Zitiere aus dem Text über den Eichenprozessionsspinner wörtlich die Stelle, die bei den Worten „Der Eichenprozessionsspinner stammt“ einsetzt und nach „trotz der Brennhaare.“ endet.

# TEXTAUSZUG:
--------------------------------
Der Eichenprozessionsspinner stammt ursprünglich aus Südeuropa und hat sich im Zuge der Klimaerwärmung zunehmend auch in Mitteleuropa – und auch in Berlin – ausgebreitet. Durch die milderen Winter und warmen Frühjahre konnte er sich hier dauerhaft etablieren. Dabei ist er ein Teil des natürlichen Systems: Viele Vögel, etwa Meisen und vor allem Kuckucke, fressen die Raupen gern – auch trotz der Brennhaare.

In diesem Sommer scheint es tatsächlich wieder mehr Meldungen zu geben – aber ob es wirklich signifikant mehr Eichenprozessionsspinner sind, lässt sich schwer sagen. Die Sommer 2023 und 2024 waren vergleichsweise kühl. Bei solchen Temperaturen bleiben die Tagesnester der Raupen hoch oben in der Baumkrone, weil es dort wärmer ist. Für uns sind sie dann kaum sichtbar, was zu weniger Meldungen führt – obwohl die Tiere möglicherweise trotzdem da waren. Anders in diesem Jahr: Der Frühling und Sommer 2025 sind deutlich wärmer und trockener. Das führt dazu, dass die Nester tiefer an den Stämmen sitzen – somit sind die leichter sichtbar und werden häufiger gemeldet. Auch die Aktivität der Raupen steigt bei Wärme. Sie fressen nachts oben in den Kronen und ziehen sich tagsüber in die Nester zurück. Aufgrund der günstigen Bedingungen kann man davon ausgehen, dass die Population tatsächlich höher ist – sicher sagen lässt sich das aber nicht, da uns vergleichbare Daten aus ähnlich warmen Vorjahren fehlen.
--------------------------------
# BEREITGESTELLTES MATERIAL:

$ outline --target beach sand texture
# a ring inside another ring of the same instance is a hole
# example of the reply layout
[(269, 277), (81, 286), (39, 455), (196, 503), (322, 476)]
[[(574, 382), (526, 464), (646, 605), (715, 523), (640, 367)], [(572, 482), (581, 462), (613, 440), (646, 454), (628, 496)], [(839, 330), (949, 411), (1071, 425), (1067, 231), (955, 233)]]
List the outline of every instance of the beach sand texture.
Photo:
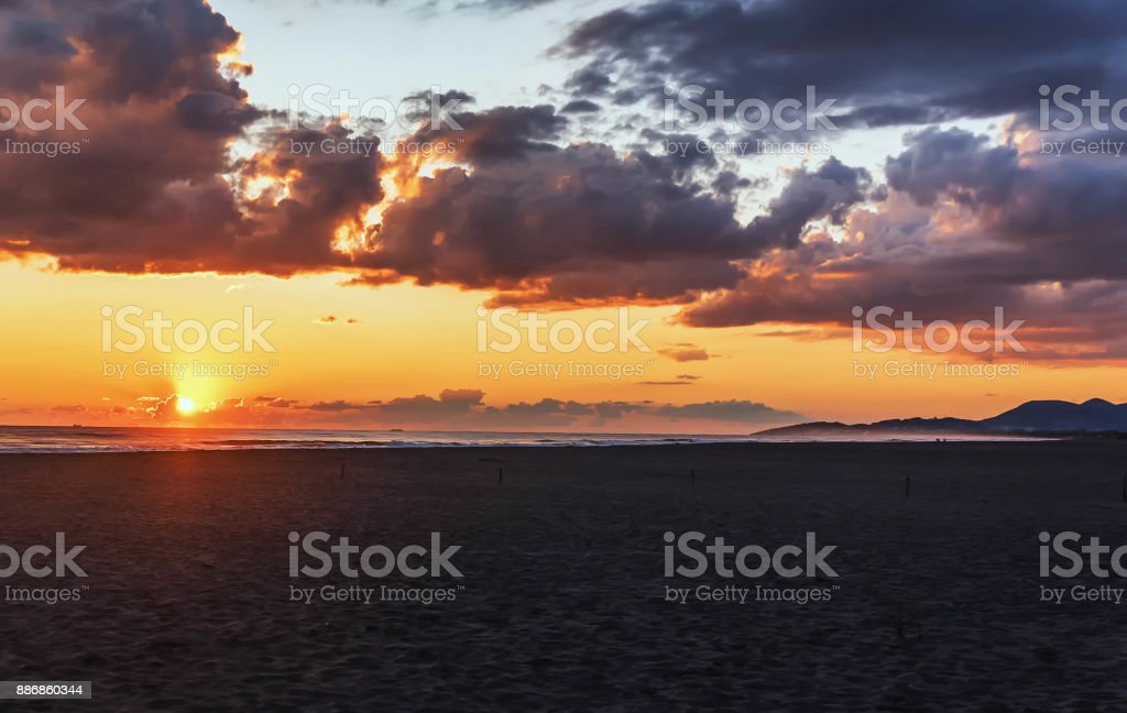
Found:
[[(1127, 544), (1125, 445), (5, 455), (0, 542), (64, 531), (89, 577), (50, 585), (80, 601), (0, 601), (0, 678), (92, 680), (92, 701), (34, 706), (60, 711), (1124, 710), (1127, 598), (1039, 601), (1037, 536)], [(463, 589), (290, 601), (291, 531), (438, 531)], [(837, 589), (667, 603), (667, 531), (816, 532), (841, 577), (810, 583)]]

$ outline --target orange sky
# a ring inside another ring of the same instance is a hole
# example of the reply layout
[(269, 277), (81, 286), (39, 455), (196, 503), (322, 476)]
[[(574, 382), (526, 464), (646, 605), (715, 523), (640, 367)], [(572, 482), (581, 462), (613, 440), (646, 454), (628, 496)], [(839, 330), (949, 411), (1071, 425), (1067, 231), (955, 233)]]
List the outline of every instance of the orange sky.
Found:
[[(886, 372), (890, 368), (887, 363), (914, 366), (917, 362), (941, 364), (942, 359), (921, 359), (920, 355), (902, 350), (855, 355), (848, 333), (809, 339), (758, 336), (788, 329), (780, 326), (686, 328), (672, 323), (677, 308), (631, 310), (632, 318), (649, 320), (641, 336), (650, 354), (631, 350), (602, 355), (580, 349), (570, 355), (536, 355), (525, 349), (482, 355), (477, 351), (474, 310), (488, 295), (412, 285), (346, 287), (339, 284), (344, 278), (76, 275), (53, 274), (45, 260), (5, 261), (0, 264), (0, 300), (9, 314), (6, 341), (10, 348), (0, 351), (0, 369), (8, 376), (0, 389), (0, 421), (151, 425), (154, 402), (171, 394), (190, 399), (196, 407), (195, 413), (181, 415), (172, 424), (469, 429), (520, 429), (522, 420), (485, 422), (467, 418), (462, 424), (455, 413), (412, 421), (416, 417), (410, 415), (319, 412), (302, 407), (336, 401), (389, 402), (418, 394), (437, 398), (444, 390), (477, 390), (483, 392), (483, 404), (496, 407), (543, 398), (662, 404), (749, 400), (811, 419), (868, 421), (907, 416), (979, 418), (1036, 398), (1125, 398), (1115, 387), (1122, 383), (1122, 372), (1112, 366), (1050, 367), (1006, 355), (1001, 362), (1015, 365), (1017, 375), (991, 380), (984, 375), (944, 377), (940, 372), (929, 377), (921, 371), (893, 376)], [(105, 305), (136, 305), (148, 313), (159, 310), (172, 320), (205, 323), (238, 319), (243, 308), (251, 306), (256, 318), (274, 320), (266, 336), (276, 353), (224, 355), (206, 349), (199, 354), (159, 354), (149, 348), (137, 354), (104, 354), (100, 310)], [(330, 315), (336, 321), (327, 322)], [(605, 317), (613, 317), (613, 310), (549, 315), (580, 322)], [(678, 356), (696, 358), (677, 360)], [(521, 376), (511, 366), (523, 362), (566, 367), (569, 360), (635, 365), (642, 376)], [(952, 360), (970, 363), (964, 357)], [(175, 368), (169, 365), (192, 367), (194, 362), (223, 368), (255, 365), (266, 375), (242, 380), (233, 375), (139, 375), (145, 369)], [(876, 377), (854, 375), (858, 362), (880, 365)], [(481, 363), (503, 365), (500, 377), (479, 375)], [(123, 366), (124, 377), (112, 371)], [(663, 383), (678, 381), (683, 385)], [(219, 416), (223, 400), (241, 399), (243, 407), (250, 408), (260, 396), (293, 404), (252, 409), (254, 417)], [(206, 411), (216, 413), (210, 417)], [(527, 422), (532, 429), (538, 428), (536, 421)], [(594, 427), (618, 431), (747, 433), (765, 426), (635, 413)], [(580, 420), (558, 427), (593, 426)]]

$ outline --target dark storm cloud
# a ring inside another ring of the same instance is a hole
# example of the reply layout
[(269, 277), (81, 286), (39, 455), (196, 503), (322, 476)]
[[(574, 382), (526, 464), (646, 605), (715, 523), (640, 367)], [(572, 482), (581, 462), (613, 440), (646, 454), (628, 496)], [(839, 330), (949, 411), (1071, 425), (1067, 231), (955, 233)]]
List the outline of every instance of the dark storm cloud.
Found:
[(1026, 319), (1038, 356), (1127, 354), (1127, 167), (990, 146), (926, 130), (888, 159), (890, 189), (849, 216), (852, 239), (813, 238), (764, 259), (735, 289), (691, 305), (686, 323), (848, 324), (853, 305), (924, 320)]
[(456, 119), (465, 127), (458, 157), (471, 170), (421, 178), (417, 196), (387, 211), (379, 249), (356, 258), (375, 271), (369, 282), (492, 288), (509, 304), (684, 302), (695, 289), (734, 286), (734, 260), (795, 244), (807, 222), (840, 221), (870, 181), (833, 159), (798, 170), (745, 225), (731, 200), (692, 182), (673, 157), (541, 145), (562, 127), (547, 108)]
[[(63, 269), (287, 275), (343, 264), (330, 249), (337, 229), (382, 195), (376, 151), (293, 152), (296, 141), (357, 137), (290, 130), (251, 106), (216, 59), (239, 34), (202, 0), (27, 2), (0, 15), (0, 34), (11, 33), (21, 41), (0, 54), (19, 71), (0, 75), (0, 96), (77, 103), (85, 130), (5, 132), (76, 148), (0, 153), (9, 252), (48, 253)], [(254, 142), (251, 158), (230, 159), (238, 139)], [(286, 188), (246, 190), (252, 179)]]
[(766, 101), (813, 84), (849, 127), (1035, 112), (1040, 84), (1121, 88), (1125, 36), (1111, 0), (658, 0), (561, 50), (658, 106), (669, 83)]

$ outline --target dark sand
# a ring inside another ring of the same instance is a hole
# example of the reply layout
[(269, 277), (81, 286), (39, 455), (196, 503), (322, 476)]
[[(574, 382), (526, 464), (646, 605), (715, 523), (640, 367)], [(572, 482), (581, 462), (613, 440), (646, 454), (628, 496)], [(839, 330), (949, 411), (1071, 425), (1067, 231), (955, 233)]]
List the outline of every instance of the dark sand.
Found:
[[(1124, 443), (6, 455), (0, 543), (65, 531), (88, 546), (89, 578), (47, 581), (89, 589), (0, 601), (0, 679), (94, 681), (92, 701), (21, 704), (60, 711), (1121, 711), (1127, 600), (1040, 603), (1037, 535), (1127, 544), (1125, 455)], [(507, 461), (502, 487), (480, 458)], [(464, 589), (429, 607), (290, 603), (292, 529), (392, 546), (441, 531), (463, 547)], [(663, 533), (690, 529), (769, 546), (816, 531), (838, 546), (840, 589), (807, 605), (666, 603)]]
--------------------------------
# ERGEBNIS:
Der Eichenprozessionsspinner stammt ursprünglich aus Südeuropa und hat sich im Zuge der Klimaerwärmung zunehmend auch in Mitteleuropa – und auch in Berlin – ausgebreitet. Durch die milderen Winter und warmen Frühjahre konnte er sich hier dauerhaft etablieren. Dabei ist er ein Teil des natürlichen Systems: Viele Vögel, etwa Meisen und vor allem Kuckucke, fressen die Raupen gern – auch trotz der Brennhaare.